__Challenges__
[1] Using the passage about Majmudar's novel Soar, decide whether each statement below agrees with it: (a) Majmudar's first novel followed characters in the migration of 1947; (b) the heroes of Soar are portrayed as having exceptional intelligence and skill; (c) the Forgotten Heroes 14-19 Foundation is in the UK. Answer yes or no for each, and quote the deciding words of the passage.
[2] Summarize the passage about Majmudar's novel Soar in two sentences.

__Passage given__
By some estimates, 40 per cent of Indian soldiers serving in the British army were Muslim, which would have created increased opportunity for interfaith friendships like the one portrayed in the novel. In 2017, the Forgotten Heroes 14-19 Foundation in the UK shed light on the crucial contribution of Muslim soldiers in the making of modern Europe. These soldiers shared folk songs and herbal remedies with their comrades across lines of race, nationality, language and faith. Bholanath and Khudabaksh are a light-hearted manifestation of a reality that is underreported. The religions of the men in the trenches were strengthening and galvanising forces, as are for the two heroes who use these to process inexplicable events—in some ways, the absurdness of a hot-air balloon mission draws attention to the senselessness of the carnage.
Based in Westerville, Ohio, Majmudar has been a WWI buff for years. When asked about the importance of religion in a war story, he brings up a famous saying that is believed to have been coined during WWI: “There are no atheists in the trenches.” He recalls the extant photographs of priests in white robes offering blessings to regiments before they entered the trenches or charged into machine-gun fire. Since time immemorial, he says, religion has quelled, to varying degrees, the terror of death.
In 2010, Majmudar had just finished writing a very different odyssey—his first novel, Partitions (2011), which followed Sikh, Muslim and Hindu characters in the forced, bloody migration of 1947. Immediately after completing that novel, he worked on this diametrically opposite project—an exercise which was partly an attempt to test his creative range and partly a desire for a change of mood from the harrowing darkness of Partitions. The reader’s first exposure to the story’s levitous approach is in Soar’s chapter titles such as ‘Good-For-Nothings’, ‘In Search of the Balloon’ and ‘Some Serious Cheering Up’. He chose humour as a vehicle for a narrative about war and suffering because he believes that levity can sometimes reveal aspects of reality that seriousness cannot. He explains, “Life contains both elements, often together or closely juxtaposed, as in a Shakespeare play. Many books try to stay entirely lighthearted or entirely dark, but that is not reality.” The blend of horror and amusement, comic camaraderie and necessary interdependence in his novel stems from the sense that “pure seriousness cannot reveal the fundamentally mixed nature of human experience”.
I am very interested in the differences between group interactions and individual interactions: how a mob of people can commit an act of violence, in public with the anonymity of numbers, that a single individual would not feel capable of doing even in private,” says Amit Majumdar
Traditional odysseys will often feature heroes with exceptional intelligence, grit or skill that will determine the course of a larger narrative, but the comedic heroes of Soar are footsoldiers who have only their ordinary selves to offer and who will change little except as part of their squadron. Pointing out that comic journeys such as Don Quixote have always existed, Majmudar says he chose protagonists who are “slightly simple and rather bewildered by the warfare and hatred they encounter in this European hellscape” to achieve a “poignant and sweet” effect.

__Data shown__

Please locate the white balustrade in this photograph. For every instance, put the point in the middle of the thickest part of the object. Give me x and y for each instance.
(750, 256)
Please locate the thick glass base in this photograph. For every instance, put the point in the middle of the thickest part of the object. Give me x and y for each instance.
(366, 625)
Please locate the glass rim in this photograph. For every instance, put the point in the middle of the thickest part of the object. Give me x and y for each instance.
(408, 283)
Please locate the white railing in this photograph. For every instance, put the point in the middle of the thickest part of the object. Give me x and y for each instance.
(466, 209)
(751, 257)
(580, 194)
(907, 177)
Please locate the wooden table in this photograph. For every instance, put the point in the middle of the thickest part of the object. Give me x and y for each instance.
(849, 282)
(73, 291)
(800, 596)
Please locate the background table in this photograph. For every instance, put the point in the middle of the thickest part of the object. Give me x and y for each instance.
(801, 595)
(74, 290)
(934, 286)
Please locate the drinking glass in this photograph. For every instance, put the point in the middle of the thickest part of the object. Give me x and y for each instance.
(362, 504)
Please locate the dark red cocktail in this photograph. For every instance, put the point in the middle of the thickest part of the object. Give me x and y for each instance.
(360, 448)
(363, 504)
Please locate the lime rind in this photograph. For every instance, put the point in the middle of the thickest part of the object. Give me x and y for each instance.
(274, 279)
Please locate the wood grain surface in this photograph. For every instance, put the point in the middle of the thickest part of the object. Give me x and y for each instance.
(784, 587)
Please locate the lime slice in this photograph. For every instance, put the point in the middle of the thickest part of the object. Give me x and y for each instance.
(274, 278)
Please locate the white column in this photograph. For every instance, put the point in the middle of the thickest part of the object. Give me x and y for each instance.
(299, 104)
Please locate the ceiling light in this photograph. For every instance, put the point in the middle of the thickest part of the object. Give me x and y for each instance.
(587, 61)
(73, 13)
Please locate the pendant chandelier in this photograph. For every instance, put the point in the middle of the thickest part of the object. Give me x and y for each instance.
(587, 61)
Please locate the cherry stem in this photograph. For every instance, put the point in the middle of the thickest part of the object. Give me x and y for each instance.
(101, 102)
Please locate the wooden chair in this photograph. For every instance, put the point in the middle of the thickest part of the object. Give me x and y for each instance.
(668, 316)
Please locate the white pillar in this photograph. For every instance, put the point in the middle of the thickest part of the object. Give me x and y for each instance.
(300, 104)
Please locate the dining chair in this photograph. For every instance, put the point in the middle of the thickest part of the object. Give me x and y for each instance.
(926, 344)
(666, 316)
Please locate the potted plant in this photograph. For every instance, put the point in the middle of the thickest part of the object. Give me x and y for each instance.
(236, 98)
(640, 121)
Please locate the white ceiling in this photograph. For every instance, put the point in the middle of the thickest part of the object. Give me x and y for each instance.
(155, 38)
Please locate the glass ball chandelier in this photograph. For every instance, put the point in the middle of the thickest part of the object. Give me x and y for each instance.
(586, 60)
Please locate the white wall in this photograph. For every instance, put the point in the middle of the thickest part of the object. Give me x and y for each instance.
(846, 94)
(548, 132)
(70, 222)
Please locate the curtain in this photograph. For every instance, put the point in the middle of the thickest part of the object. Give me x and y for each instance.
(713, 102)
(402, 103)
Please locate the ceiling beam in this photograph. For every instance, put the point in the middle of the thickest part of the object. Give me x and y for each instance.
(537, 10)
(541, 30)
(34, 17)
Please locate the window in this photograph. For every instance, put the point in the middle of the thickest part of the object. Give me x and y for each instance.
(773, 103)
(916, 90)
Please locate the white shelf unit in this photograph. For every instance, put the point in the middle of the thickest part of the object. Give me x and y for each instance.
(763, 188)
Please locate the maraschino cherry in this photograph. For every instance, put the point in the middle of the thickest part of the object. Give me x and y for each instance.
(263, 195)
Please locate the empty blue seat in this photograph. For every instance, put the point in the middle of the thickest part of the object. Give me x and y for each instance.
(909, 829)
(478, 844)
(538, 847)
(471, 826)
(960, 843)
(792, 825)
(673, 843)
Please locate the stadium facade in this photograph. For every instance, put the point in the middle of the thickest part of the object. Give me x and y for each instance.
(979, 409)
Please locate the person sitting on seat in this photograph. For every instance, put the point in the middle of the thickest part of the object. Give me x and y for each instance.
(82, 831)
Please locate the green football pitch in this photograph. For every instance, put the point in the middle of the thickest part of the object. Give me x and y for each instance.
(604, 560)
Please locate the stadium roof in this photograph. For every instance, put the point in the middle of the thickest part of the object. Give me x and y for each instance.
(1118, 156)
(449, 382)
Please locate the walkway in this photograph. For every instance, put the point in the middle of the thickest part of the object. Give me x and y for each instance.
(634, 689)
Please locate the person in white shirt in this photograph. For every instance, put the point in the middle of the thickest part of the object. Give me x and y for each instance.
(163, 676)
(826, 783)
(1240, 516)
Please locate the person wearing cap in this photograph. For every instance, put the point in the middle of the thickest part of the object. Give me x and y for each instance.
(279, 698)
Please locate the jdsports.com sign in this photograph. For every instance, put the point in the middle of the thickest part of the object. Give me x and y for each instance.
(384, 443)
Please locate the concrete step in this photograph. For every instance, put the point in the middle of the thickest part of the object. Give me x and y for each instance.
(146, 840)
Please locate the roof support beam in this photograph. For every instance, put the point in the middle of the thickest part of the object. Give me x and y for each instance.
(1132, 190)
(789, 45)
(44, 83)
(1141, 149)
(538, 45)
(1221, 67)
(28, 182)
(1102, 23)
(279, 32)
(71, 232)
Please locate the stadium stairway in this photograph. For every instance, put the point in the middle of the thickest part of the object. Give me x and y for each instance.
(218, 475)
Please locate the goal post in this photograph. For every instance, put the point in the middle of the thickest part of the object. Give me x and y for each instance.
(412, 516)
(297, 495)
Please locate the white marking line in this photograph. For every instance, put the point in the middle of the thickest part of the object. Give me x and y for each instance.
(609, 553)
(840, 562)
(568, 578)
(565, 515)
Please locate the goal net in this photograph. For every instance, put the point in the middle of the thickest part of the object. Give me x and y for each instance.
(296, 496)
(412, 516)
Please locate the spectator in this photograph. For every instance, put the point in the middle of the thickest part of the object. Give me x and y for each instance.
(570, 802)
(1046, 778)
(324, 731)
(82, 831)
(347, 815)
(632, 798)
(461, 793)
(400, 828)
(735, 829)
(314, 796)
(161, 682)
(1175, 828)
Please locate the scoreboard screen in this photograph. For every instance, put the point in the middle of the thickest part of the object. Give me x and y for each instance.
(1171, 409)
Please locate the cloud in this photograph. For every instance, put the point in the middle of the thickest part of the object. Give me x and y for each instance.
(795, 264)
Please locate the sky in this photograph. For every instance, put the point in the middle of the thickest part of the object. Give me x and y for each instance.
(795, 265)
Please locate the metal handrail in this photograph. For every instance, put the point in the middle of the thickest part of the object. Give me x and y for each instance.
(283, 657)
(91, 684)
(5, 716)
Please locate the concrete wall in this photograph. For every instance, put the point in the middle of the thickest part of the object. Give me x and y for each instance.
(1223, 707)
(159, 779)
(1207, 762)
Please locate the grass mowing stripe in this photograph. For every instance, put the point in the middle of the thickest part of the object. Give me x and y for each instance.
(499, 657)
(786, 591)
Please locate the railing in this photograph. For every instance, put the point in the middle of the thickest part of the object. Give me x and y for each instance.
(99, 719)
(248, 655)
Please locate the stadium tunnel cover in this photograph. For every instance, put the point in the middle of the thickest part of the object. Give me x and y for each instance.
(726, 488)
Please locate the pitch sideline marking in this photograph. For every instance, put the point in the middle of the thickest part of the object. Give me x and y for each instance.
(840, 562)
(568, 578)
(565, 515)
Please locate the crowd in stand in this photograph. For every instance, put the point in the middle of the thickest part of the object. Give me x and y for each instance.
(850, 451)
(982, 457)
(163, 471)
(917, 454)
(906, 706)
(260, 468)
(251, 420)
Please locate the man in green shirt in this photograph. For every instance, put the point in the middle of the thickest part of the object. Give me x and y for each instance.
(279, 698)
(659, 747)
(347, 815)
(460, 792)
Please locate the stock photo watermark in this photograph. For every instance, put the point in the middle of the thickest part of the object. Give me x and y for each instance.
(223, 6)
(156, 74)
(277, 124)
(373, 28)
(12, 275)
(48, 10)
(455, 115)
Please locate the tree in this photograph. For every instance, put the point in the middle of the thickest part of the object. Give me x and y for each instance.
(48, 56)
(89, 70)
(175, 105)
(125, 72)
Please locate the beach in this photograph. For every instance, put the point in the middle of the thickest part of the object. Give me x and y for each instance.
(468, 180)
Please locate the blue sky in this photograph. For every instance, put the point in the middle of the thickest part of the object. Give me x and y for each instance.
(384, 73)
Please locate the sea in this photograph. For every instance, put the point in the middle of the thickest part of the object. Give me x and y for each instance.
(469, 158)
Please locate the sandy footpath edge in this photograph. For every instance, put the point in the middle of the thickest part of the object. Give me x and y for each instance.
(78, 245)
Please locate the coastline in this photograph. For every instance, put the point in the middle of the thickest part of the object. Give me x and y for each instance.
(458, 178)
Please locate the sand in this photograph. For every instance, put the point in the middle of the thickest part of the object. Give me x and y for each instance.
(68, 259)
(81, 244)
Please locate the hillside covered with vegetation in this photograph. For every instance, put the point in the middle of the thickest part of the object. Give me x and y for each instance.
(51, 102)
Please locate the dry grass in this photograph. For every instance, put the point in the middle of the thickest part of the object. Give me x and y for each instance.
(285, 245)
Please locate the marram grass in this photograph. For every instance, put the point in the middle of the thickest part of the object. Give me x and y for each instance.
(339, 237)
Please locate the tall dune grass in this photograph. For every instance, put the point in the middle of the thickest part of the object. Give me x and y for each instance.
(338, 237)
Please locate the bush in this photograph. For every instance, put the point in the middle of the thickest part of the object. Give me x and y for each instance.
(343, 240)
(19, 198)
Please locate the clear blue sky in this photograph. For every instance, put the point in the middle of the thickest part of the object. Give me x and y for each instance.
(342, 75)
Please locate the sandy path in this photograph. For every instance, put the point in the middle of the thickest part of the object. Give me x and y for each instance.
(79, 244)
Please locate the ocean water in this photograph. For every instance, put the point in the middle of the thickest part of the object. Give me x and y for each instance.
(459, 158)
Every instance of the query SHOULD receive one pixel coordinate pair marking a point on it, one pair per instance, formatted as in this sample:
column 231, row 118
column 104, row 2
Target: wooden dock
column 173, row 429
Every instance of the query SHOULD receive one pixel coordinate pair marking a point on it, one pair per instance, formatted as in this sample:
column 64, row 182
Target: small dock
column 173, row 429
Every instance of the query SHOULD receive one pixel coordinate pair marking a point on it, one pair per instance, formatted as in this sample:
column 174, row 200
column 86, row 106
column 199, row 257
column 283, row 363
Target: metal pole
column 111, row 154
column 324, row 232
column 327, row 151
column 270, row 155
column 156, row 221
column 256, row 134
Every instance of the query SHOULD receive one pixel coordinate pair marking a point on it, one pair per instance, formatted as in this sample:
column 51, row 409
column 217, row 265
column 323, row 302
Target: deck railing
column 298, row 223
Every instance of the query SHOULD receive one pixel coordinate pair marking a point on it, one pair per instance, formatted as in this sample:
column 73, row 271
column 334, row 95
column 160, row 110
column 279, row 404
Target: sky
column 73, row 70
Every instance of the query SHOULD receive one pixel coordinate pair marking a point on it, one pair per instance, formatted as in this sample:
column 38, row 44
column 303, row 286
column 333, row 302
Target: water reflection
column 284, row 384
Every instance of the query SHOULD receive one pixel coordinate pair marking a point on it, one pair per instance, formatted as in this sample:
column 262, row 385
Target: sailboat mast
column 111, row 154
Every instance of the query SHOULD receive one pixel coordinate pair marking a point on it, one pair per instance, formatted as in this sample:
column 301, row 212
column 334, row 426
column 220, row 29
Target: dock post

__In response__
[1]
(a) Yes: "his first novel, Partitions (2011), which followed Sikh, Muslim and Hindu characters in the forced, bloody migration of 1947"
(b) No: "the comedic heroes of Soar are footsoldiers who have only their ordinary selves to offer"
(c) Yes: "the Forgotten Heroes 14-19 Foundation in the UK"

[2] Majmudar's novel Soar portrays an interfaith friendship between two ordinary footsoldiers, Bholanath and Khudabaksh, reflecting an underreported reality of Muslim soldiers and the role of religion in WWI. He wrote it right after his dark first novel, Partitions, and chose humor because he believes levity can reveal aspects of reality that seriousness cannot and that life mixes light and dark elements.